YOUR INSTRUCTIONS - Report each line below that contains the string "xmin". Case counts, so a line matches only if the letters have the same case.

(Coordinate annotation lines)

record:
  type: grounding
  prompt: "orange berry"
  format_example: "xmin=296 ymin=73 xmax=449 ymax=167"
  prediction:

...

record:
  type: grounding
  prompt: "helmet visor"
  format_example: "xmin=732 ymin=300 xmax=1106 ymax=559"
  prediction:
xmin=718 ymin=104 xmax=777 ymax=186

WRITTEN RESPONSE -
  format_example: "xmin=296 ymin=73 xmax=449 ymax=167"
  format_example: "xmin=732 ymin=300 xmax=1106 ymax=559"
xmin=718 ymin=104 xmax=777 ymax=186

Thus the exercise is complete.